◆ OBJECTIVE
Continue the article on the 2011 GMA Network dance drama series Time of My Life, picking up after its final sentence.

◆ DOCUMENT EXCERPT
Time of My Life is a 2011 Philippine television drama dance series broadcast by GMA Network. Directed by Mark A. Reyes and Andoy Ranay, it stars Mark Herras and Kris Bernal. It premiered on August 1, 2011 on the network's Telebabad line up replacing Captain Barbell. The series concluded on November 18, 2011 with a total of 80 episodes.

Post-production
The very first danserye is based on original concept created for GMA Television by Senedy Que with head writer Des Garbes Severino, choreographers Miggy Tanchanco (modern) and Donald Balbuena (ballroom), and directors Mark Reyes (musicals) and Andoy Ranay (drama). In 2010 it was planned for a working title Jump. It is supposed to be replacing Tween Hearts but the GMA Network decided to put it on the Primetime block. The show is slated for 2011 despite 2010. Several auditions across the Philippines were held. The auditionees were seen in Party Pilipinas (until it was premiered in August 2011), with a working title Time of My Life.

◆ DATASET EXTRACT
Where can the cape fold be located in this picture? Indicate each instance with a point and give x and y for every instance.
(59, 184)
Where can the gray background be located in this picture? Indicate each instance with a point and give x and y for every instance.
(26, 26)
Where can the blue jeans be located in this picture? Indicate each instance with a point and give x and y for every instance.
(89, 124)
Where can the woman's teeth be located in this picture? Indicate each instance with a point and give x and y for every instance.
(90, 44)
==
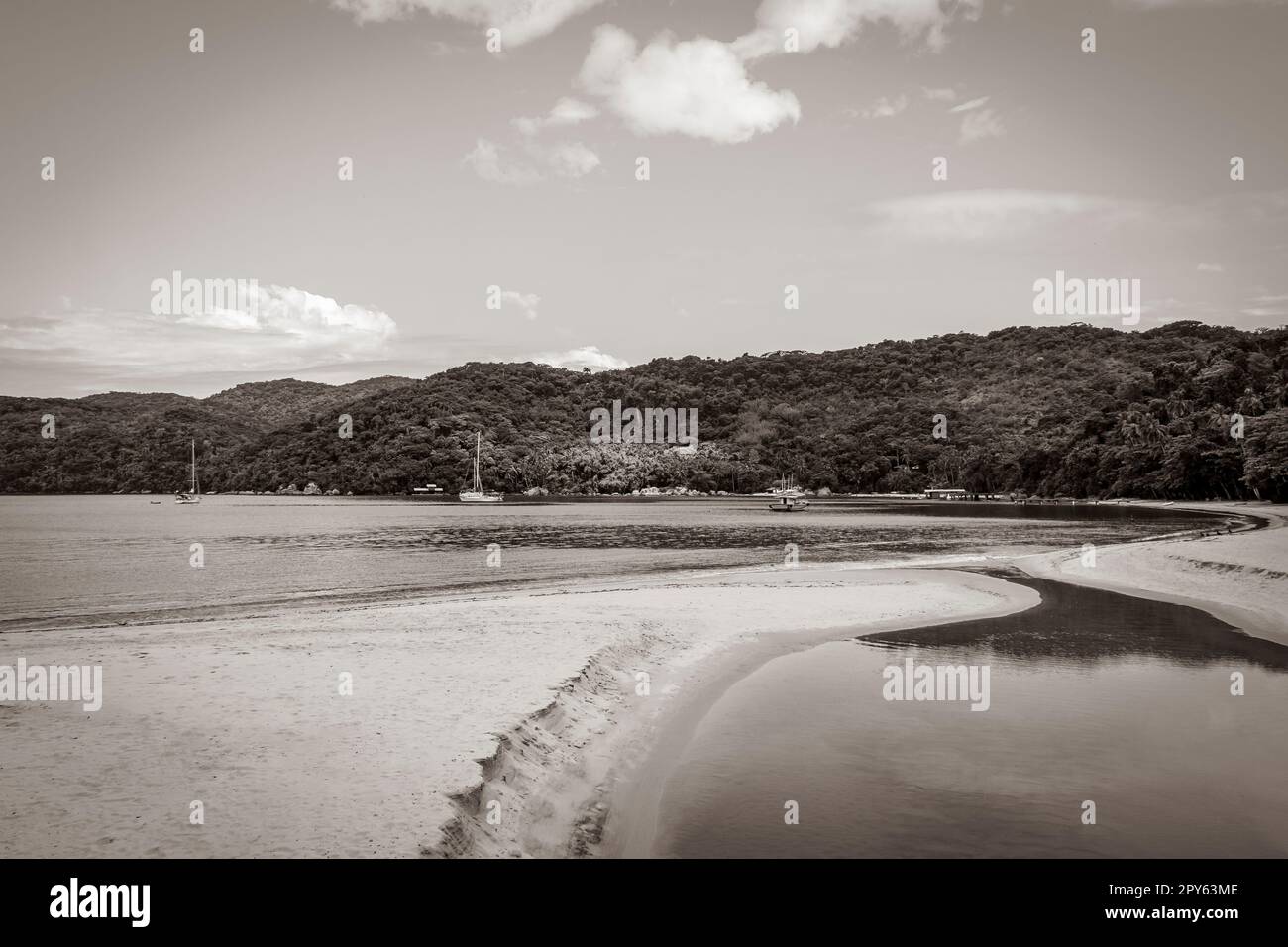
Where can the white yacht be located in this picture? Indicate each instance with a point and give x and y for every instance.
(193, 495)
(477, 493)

◆ RESULT
Cast and characters

Lead cast
 Kris Bernal as Shane / Lizette
 Mark Herras as Patrick

Supporting cast
 Rocco Nacino as Jason
 LJ Reyes as Zaira
 Jean Garcia as Lisa
 Raymond Bagatsing as Fred
 Cherie Gil as Martha
 Emilio Garcia as Gregory
 Caridad Sanchez as Becky
 Rez Cortez as Douglas
 Tanya Gomez as Carlotta
 Samantha Lopez as Lucinda
 Joshua Zamora as Mario
 Geleen Eugenio as Janet
 Ronnie Henares as Vernon
 Jopay as Darleen
 Carl Acosta as Borggy

Guest cast
 Louise Bolton
 Sandy Tolentino
 Regine Tolentino as Shane
 Melissa Mendez as Ingrid
 Kyla as Elaine
 Jay-R as Michael
 Pop Girls as Chinese dancers
 Down to Mars as Singaporean dancers
 XLR8 as Japanese dancers
 Lexi Fernandez as Jessica

Dance groups
Motion Masters
 Ryza Cenon as Rochelle
 Sef Cadayona as Harry
 Sarah Lahbati as Pia 
 Mayton Eugenio as Amera
 Ken Chan as Rudolf
 Teejay Marquez as Chicho
 Renelee Asilum as Cynthia

Elite Crew
 Steven Silva as John
 Diva Montelaba as Lally
 Enzo Pineda as Donnie
 Yassi Pressman as Terry
 Myra Carel as Paula

Ratings
According to AGB Nielsen Philippines' Mega Manila household television ratings, the pilot episode of Time of My Life earned a 24.7% rating.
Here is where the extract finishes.